- AUFGABE 1 -
Nenne alle Benutzernamen, die im folgenden Auszug vorkommen.
- AUFGABE 2 -
Kopiere aus dem Auszug die Passage, die mit „## Thomas. (22.“ beginnt und mit „optisch vorstellen kann.“ endet.

- AUSZUG -
· · · · · · ·

Damit meine ich _ausdrücklich keine_ Einschätzung aktueller Handelspreise. Ich bin ausschließlich am historischen Kontext interessiert.

nochmals mein Kompliment und vielen Dank,
herzlich,
Minimax


----------



## Hecht100+ (22. Oktober 2021)

Bankside Dreamer 
Die SL 1 macht im Gegensatz zu den kleinen SLS laut Katalog mehr als das doppelte an Schnureinzug.


----------



## Hecht100+ (22. Oktober 2021)

Minimax
Bei dieser Rollenserie ist alles mit dabei, die SL2 ist in meinen Augen damals total überteuert gewesen, vom Innenleben her hat sie Billigrollenniveau. Die anderen sind etwas besser. Preislich lagen sie schon in einer höheren Klasse, m. M. n. gab es damals fürs gleiche Geld bessere Rollen.


----------



## Thomas. (22. Oktober 2021)

Hecht100+ schrieb:


> Leider habe ich nicht alle Rollen dieser Serien, so das ich nicht alle Rollen optisch vorstellen kann.

· · · · · · ·

- AUSGANGSDATEN -
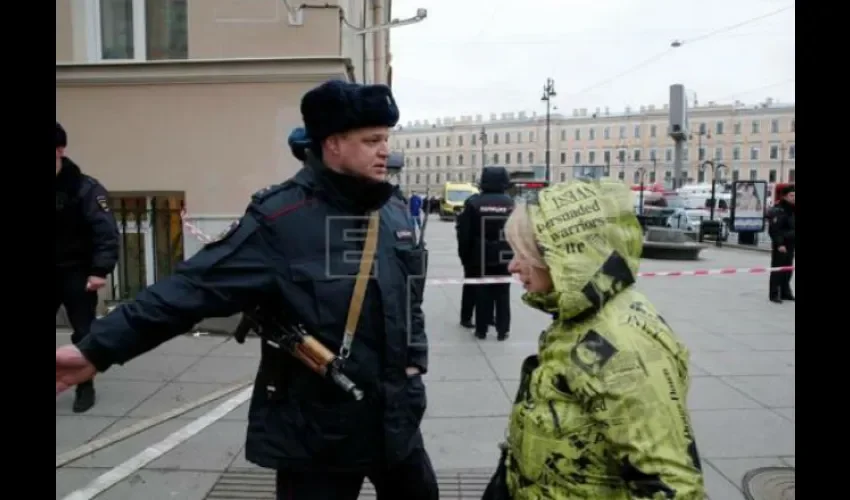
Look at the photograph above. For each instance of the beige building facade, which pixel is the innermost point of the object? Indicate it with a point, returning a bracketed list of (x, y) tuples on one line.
[(185, 105), (753, 142)]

· · · · · · ·

- LÖSUNG 1 -
Minimax, Hecht100+, Bankside Dreamer, Thomas.

- LÖSUNG 2 -
## Thomas. (22. Oktober 2021)

Hecht100+ schrieb:


> Leider habe ich nicht alle Rollen dieser Serien, so das ich nicht alle Rollen optisch vorstellen kann.